**MATERIAL SUPPLIED**

------------------------

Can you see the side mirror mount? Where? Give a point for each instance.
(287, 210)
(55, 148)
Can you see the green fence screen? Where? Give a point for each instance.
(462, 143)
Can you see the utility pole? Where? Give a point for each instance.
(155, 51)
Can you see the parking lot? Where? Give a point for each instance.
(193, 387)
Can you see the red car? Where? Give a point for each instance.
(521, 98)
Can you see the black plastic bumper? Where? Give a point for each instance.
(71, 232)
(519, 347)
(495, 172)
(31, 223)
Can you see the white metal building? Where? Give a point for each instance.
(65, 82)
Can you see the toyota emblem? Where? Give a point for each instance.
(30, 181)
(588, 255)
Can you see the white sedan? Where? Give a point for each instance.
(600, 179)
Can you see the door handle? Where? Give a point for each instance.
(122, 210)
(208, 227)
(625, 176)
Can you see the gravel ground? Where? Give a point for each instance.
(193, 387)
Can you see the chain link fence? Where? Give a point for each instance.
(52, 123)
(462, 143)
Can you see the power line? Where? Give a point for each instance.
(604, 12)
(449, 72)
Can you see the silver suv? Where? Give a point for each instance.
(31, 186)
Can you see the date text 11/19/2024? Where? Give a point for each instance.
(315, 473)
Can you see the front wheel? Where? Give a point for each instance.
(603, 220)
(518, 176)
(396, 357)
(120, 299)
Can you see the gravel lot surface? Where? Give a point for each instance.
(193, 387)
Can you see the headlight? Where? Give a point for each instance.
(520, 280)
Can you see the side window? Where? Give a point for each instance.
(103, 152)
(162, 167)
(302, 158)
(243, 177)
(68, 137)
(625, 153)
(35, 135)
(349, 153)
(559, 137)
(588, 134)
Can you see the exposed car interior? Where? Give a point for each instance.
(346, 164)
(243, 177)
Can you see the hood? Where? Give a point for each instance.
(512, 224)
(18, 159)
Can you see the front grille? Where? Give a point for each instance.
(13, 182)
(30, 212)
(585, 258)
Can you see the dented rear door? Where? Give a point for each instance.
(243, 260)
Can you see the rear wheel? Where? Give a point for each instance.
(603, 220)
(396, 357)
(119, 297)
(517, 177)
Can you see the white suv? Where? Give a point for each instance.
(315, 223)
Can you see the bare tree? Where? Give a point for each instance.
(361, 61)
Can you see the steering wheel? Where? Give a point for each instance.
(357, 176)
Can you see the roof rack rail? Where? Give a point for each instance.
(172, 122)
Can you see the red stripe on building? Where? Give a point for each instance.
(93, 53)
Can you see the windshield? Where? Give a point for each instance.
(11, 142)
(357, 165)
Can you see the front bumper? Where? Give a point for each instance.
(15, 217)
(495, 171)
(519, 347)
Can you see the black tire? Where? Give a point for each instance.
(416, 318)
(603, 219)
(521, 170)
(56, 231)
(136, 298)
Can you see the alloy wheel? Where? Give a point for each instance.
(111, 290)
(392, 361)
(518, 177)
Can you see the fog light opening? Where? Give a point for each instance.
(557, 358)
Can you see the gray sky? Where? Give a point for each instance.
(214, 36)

------------------------

**WORK TO BE COMPLETED**
Reproduce every record above exactly as it is written.

**SOLUTION FOR THIS EXERCISE**
Can you see the side mirror mount? Where? Give a point for each instance.
(287, 210)
(55, 148)
Can you see the green fence screen? Where? Give a point for each instance.
(462, 143)
Can you see the utility pole? Where? Give a point for each instance.
(155, 51)
Can you see the parking lot? Where? Give a point for each instance.
(193, 387)
Can you see the red car? Where? Give a point for each instance.
(521, 98)
Can you see the black plastic bumper? Where? Give a point for each instance.
(71, 232)
(519, 347)
(495, 172)
(31, 223)
Can you see the white metal building? Where? Give a point for each instance.
(65, 82)
Can you see the toyota emblem? Where? Give a point for each instance.
(30, 181)
(588, 255)
Can you see the white sedan? Where? Give a point for each instance.
(600, 179)
Can you see the door handle? Where? Give a point for each instance.
(122, 210)
(208, 227)
(625, 176)
Can you see the gravel ground? Where? Give a point for each instance.
(193, 387)
Can you see the chain link fence? Where? Give a point for each instance.
(52, 123)
(462, 143)
Can you see the power line? Where? Give a point for each instance.
(604, 12)
(449, 72)
Can you see the silver suv? Where? Give a point for each instance.
(31, 186)
Can you see the date text 11/19/2024? Where? Give a point for each instance.
(315, 473)
Can you see the front wheel? Where? Give a point for each instance.
(603, 220)
(518, 176)
(396, 357)
(120, 299)
Can you see the gravel lot surface? Where? Give a point for each instance.
(193, 387)
Can you see the headlight? Where? Give a point for each instance.
(520, 280)
Can you see the side window? Where? Give a point for each instance.
(103, 152)
(162, 167)
(302, 158)
(243, 177)
(68, 137)
(625, 153)
(35, 135)
(349, 153)
(559, 137)
(588, 134)
Can you see the exposed car interior? Where? Give a point for each instance.
(346, 164)
(243, 177)
Can you see the hood? Where? Give a point for each instance.
(512, 224)
(18, 159)
Can you see the front grille? Where? Give a point for each instance.
(13, 182)
(30, 212)
(585, 258)
Can you see the dented rear door? Where? Give a point for each instance.
(243, 260)
Can you see the rear wheel? Where? Give a point for each instance.
(603, 220)
(396, 357)
(119, 297)
(517, 177)
Can you see the white suv? Where? Give a point for each instance.
(315, 223)
Can you see the bare tree? Where? Give a point for each instance.
(361, 61)
Can you see the steering wheel? Where? Give a point for each instance.
(357, 176)
Can you see the roof rack rail? Where? Give a point for each instance.
(172, 122)
Can you see the red stripe on building? Where? Give a point for each instance.
(93, 53)
Can you see the windshield? Where? Give a point for each instance.
(11, 142)
(357, 165)
Can you see the front bumper? Where? Give a point for each instance.
(15, 217)
(495, 171)
(519, 347)
Can you see the black tire? Where? Give a point for each instance.
(416, 318)
(603, 219)
(521, 170)
(56, 231)
(136, 298)
Can you see the alloy wheel? Where? Give a point for each instance.
(111, 290)
(392, 361)
(518, 177)
Can you see the fog light opening? Where? Give a point for each instance.
(557, 358)
Can you see the gray sky? Where? Give a point for each instance.
(214, 36)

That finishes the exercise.